### Job
Please rewrite the material from the line with "of the printed" up to and including the last line of the material, keeping every line in that span. Multiply each point coordinate by 1.3 and round it to a whole number, rounding halves up, leave all other text unchanged, and return only those lines.

### Material shown
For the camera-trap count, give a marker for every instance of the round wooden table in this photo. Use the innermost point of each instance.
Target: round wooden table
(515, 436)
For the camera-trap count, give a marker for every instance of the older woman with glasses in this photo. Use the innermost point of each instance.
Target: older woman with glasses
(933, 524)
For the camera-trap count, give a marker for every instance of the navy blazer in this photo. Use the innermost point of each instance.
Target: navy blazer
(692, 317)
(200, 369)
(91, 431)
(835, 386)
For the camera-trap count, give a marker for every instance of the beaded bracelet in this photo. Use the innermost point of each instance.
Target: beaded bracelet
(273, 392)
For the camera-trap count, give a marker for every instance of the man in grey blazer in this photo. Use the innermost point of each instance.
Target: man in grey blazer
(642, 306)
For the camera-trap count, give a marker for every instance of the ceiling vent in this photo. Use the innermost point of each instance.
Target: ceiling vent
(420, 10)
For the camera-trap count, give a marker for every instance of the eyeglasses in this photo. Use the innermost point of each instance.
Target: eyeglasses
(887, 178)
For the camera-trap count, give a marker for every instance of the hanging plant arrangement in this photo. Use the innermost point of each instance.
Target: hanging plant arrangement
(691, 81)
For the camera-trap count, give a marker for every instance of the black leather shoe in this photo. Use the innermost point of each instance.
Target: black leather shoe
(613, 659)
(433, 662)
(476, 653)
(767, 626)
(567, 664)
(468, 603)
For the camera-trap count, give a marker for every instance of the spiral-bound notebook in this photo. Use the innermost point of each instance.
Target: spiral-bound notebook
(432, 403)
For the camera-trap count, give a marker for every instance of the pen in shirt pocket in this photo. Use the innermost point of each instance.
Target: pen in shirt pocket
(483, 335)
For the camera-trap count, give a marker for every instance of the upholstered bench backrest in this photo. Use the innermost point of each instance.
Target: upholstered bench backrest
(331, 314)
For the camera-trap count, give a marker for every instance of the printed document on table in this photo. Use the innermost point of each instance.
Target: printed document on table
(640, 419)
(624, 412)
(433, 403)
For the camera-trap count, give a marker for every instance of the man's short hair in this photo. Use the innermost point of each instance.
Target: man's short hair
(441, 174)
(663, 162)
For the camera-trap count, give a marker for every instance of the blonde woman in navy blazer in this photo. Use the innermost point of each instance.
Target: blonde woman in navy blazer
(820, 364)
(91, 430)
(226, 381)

### Task result
For the camera-trap count, give a marker for every instance of the printed document on table in this photo. Use the innermost point of each instance.
Target: printed document on table
(832, 545)
(811, 536)
(563, 524)
For the camera-trap count, give a marker for every instance of the man's short hair in this photo. Use the innermost point of each instance.
Target: man's short hair
(573, 226)
(862, 211)
For the camera-trap count, give a marker for every instance of the blonde woman in navy blazer in this photo. Use the innermost point of each instance.
Target: blonde woman in navy blazer
(1066, 473)
(118, 559)
(294, 495)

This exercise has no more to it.